EXTRAIT SOURCE:
-----
Test de Everybody’s Gone to the Rapture

Dans une industrie du jeu vidéo qui peut paraitre parfois assez formatée depuis l’avènement de gros AAA du même genre, la scène indépendante est un refuge qui permet de voir autre chose. Vous connaissez déjà les travaux de The Chinese Room avec Korsakovia, Dear Esther et Amnesia: A Machine for Pig ? Si oui, vous savez alors déjà que Everybody’s Gone to the Rapture n’est pas un jeu comme les autres, en proposant une aventure différente. Si vous n’avez jamais entendu parler de ce studio, ce test de Everybody’s Gone to the Rapture réalisé sur PS4 via une version presse fournie par Sony devrait répondre aux divers questions que vous vous posez sur cette production très atypique.
-----
SECTION DES DONNÉES:
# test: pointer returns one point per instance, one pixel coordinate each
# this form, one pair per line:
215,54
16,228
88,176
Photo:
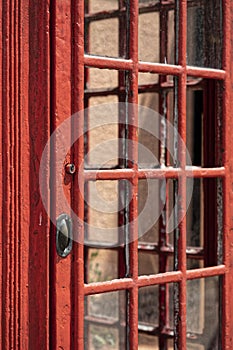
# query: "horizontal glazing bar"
206,272
153,6
107,62
149,280
165,86
150,67
206,73
192,252
159,173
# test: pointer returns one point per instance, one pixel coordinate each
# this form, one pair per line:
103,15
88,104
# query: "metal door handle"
64,236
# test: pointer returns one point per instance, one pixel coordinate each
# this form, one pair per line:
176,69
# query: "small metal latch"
64,236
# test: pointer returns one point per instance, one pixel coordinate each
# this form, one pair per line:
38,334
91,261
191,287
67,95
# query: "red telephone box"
53,292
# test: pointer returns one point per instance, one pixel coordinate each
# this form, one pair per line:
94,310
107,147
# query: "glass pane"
205,222
102,5
204,122
101,265
102,208
148,304
106,28
156,32
105,321
203,313
204,37
101,338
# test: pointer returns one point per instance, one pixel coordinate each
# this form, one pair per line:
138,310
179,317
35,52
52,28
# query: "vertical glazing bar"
163,288
122,255
78,186
227,303
133,163
181,32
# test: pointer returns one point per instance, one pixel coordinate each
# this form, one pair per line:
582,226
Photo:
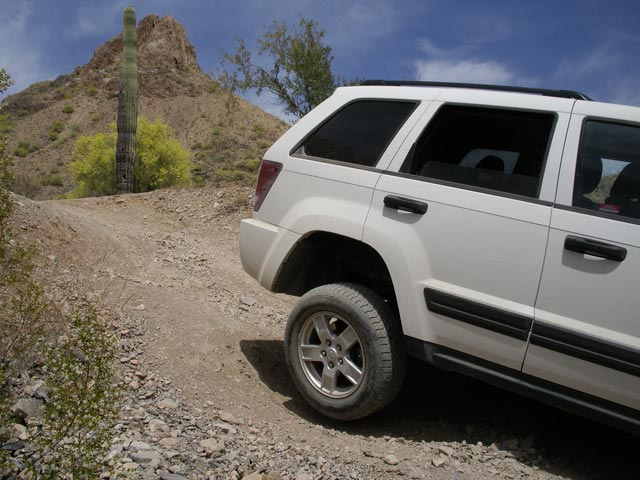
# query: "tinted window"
489,148
608,169
359,133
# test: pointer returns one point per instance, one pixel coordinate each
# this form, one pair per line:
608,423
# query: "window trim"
501,193
292,152
471,188
578,160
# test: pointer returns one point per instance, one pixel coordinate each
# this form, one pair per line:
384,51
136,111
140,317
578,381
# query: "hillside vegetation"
227,139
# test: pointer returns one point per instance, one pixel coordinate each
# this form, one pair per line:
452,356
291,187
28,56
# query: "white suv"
491,231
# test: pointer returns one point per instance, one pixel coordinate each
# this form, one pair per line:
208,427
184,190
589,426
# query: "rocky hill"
45,119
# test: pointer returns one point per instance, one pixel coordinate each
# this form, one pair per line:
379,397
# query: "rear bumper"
263,249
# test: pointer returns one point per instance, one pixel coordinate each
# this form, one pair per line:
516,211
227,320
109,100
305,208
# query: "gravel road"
208,394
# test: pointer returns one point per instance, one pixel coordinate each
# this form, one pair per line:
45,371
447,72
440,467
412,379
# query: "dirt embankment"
208,395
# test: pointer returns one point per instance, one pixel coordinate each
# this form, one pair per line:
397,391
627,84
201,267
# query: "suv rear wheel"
343,349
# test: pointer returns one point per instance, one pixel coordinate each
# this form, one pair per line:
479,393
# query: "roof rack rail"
501,88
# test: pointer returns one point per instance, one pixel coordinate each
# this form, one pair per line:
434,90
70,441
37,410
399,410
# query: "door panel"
476,255
586,333
466,267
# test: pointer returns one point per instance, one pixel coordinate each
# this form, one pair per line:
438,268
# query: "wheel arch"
321,257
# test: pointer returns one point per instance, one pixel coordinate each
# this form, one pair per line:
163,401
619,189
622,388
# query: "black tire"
345,374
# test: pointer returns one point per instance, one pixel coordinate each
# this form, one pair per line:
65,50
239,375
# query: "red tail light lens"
269,171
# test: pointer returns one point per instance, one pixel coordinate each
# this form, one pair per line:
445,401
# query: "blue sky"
587,45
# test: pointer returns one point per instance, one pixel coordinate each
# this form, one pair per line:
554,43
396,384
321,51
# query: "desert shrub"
6,123
73,353
24,148
52,179
83,398
161,161
55,130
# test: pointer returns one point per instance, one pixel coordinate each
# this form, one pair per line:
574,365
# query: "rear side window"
608,169
359,133
496,149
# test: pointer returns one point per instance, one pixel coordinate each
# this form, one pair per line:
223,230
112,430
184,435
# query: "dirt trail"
169,260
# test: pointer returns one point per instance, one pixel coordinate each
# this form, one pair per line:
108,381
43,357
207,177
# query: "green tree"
5,80
299,71
162,162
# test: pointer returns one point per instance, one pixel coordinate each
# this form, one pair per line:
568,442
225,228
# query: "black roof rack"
502,88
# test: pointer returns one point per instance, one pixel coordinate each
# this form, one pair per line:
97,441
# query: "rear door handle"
595,248
405,204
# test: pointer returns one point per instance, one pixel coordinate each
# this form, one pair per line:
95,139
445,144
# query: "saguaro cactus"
127,105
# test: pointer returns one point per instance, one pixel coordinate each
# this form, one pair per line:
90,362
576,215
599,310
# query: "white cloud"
92,21
601,59
468,71
21,56
459,65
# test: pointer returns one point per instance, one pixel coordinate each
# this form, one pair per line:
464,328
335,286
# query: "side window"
497,149
608,169
359,133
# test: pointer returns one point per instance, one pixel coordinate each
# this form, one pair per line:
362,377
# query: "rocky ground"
207,392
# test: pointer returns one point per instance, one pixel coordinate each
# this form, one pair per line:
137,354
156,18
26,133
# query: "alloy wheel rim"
331,354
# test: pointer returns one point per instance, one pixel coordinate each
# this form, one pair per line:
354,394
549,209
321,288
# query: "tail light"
269,171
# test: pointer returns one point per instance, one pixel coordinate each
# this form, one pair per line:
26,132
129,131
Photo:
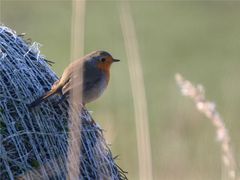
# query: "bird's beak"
116,60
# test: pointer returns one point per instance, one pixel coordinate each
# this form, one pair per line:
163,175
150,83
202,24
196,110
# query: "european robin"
93,70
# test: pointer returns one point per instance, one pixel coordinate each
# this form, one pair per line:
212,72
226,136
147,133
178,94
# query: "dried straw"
209,110
138,92
77,48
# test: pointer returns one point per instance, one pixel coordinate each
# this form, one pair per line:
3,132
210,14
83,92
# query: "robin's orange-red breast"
93,72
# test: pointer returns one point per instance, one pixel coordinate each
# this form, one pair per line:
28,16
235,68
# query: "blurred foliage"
199,39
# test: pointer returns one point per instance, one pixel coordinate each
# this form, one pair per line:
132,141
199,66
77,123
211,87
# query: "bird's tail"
44,97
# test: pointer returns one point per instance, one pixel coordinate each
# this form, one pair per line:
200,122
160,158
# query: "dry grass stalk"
138,92
209,109
77,48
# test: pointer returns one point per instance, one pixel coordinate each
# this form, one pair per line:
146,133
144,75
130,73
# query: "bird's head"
102,60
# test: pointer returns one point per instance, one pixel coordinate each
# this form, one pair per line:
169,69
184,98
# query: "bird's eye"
102,59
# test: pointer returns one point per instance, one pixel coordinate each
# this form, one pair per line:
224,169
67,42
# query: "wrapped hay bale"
34,142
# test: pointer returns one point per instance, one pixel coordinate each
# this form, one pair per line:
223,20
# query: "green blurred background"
201,40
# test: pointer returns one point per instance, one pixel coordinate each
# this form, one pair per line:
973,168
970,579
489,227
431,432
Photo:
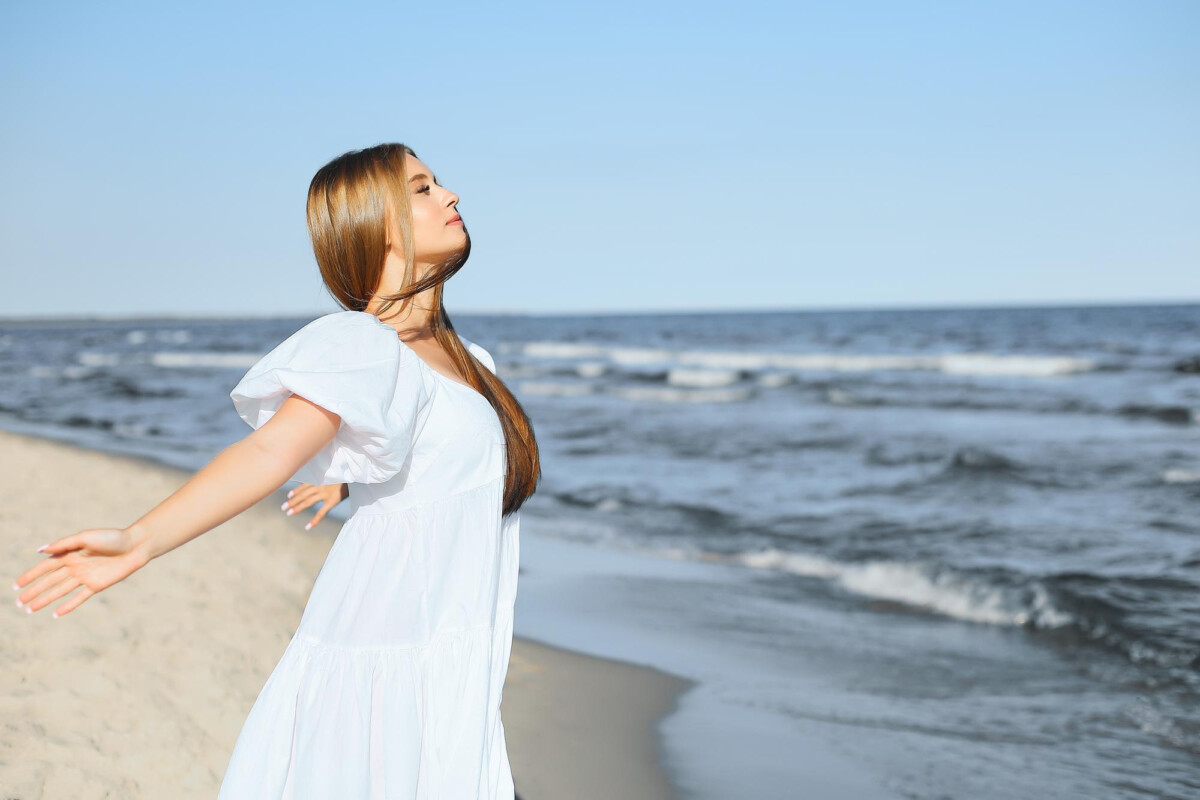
-----
OBJECTIF FIXÉ 1: D'après le test d'Everybody's Gone to the Rapture, sur quelle console ce test a-t-il été réalisé ?
OBJECTIF FIXÉ 2: Pouvez-vous reprendre le test d'Everybody's Gone to the Rapture à la suite de sa dernière phrase et le poursuivre ?
Les enregistrements forment un matériau à part, indépendant du test d'Everybody's Gone to the Rapture.

RÉPONSE À L'EXERCICE 1: Sur PS4, via une version presse fournie par Sony.

RÉPONSE À L'EXERCICE 2:
L’ambivalence de la fin du monde

Bien entendu, nous ne vous dirons pas grand chose du scénario de Everybody’s Gone to the Rapture dans ce test, pour la simple et bonne raison qu’il est d’une importance capitale dans un jeu narratif comme celui-ci. Pour vous situer un peu, sachez que vous prendrez le contrôle d’un personnage inconnu, qui débarque dans le village anglais de Yaughton, victime d’une apocalypse qui a emporté l’intégralité de sa population. Mais la grande particularité du titre est justement de proposer un univers post-apocalyptique qui ne ressemble à aucun autre. En temps normal, ce type de production propose des décors en ruine, des maisons dévastées par les ravages du temps, une nature qui a repris ses droits sur la civilisation et autres exotismes bien connus des joueurs et amateurs du cinéma fantastique / science-fiction. Mais Everybody’s Gone to the Rapture sur PS4 ne répond pas à ce standard, en créant une ambivalence qui se retrouvera un peu partout dans le jeu, dans tous ses secteurs.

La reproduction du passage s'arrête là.